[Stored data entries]
-- Begin --

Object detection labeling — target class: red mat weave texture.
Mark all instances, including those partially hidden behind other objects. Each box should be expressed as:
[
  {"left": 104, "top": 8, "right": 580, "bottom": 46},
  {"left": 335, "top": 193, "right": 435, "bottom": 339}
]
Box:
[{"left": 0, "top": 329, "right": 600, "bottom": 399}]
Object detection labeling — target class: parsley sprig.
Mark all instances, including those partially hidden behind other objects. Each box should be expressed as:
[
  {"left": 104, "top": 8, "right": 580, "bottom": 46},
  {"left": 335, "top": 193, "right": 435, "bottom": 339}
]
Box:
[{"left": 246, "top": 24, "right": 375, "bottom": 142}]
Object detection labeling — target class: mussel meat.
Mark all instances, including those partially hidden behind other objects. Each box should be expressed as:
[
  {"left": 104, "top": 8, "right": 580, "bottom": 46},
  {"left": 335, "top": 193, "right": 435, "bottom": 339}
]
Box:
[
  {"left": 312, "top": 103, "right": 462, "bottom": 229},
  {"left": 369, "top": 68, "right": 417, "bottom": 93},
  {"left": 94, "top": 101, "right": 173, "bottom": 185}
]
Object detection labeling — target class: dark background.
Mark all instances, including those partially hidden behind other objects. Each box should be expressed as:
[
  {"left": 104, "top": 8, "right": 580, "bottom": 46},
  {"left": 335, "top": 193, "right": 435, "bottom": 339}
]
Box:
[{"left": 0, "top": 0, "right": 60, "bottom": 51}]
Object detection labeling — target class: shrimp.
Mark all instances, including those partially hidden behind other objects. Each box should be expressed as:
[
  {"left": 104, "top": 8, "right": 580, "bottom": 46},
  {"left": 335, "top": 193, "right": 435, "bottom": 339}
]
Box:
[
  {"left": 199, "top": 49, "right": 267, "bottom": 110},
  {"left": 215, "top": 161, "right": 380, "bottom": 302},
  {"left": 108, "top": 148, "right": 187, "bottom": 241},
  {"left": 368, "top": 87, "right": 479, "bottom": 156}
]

-- End --

**Aim:** Extract every line in the entries above that contains the word "class". Case matters.

**Task response:**
Object detection labeling — target class: red mat weave texture.
Object detection labeling — target class: parsley sprig.
Object detection labeling — target class: mussel meat.
Object detection labeling — target class: dark background.
Object detection labeling — target class: shrimp.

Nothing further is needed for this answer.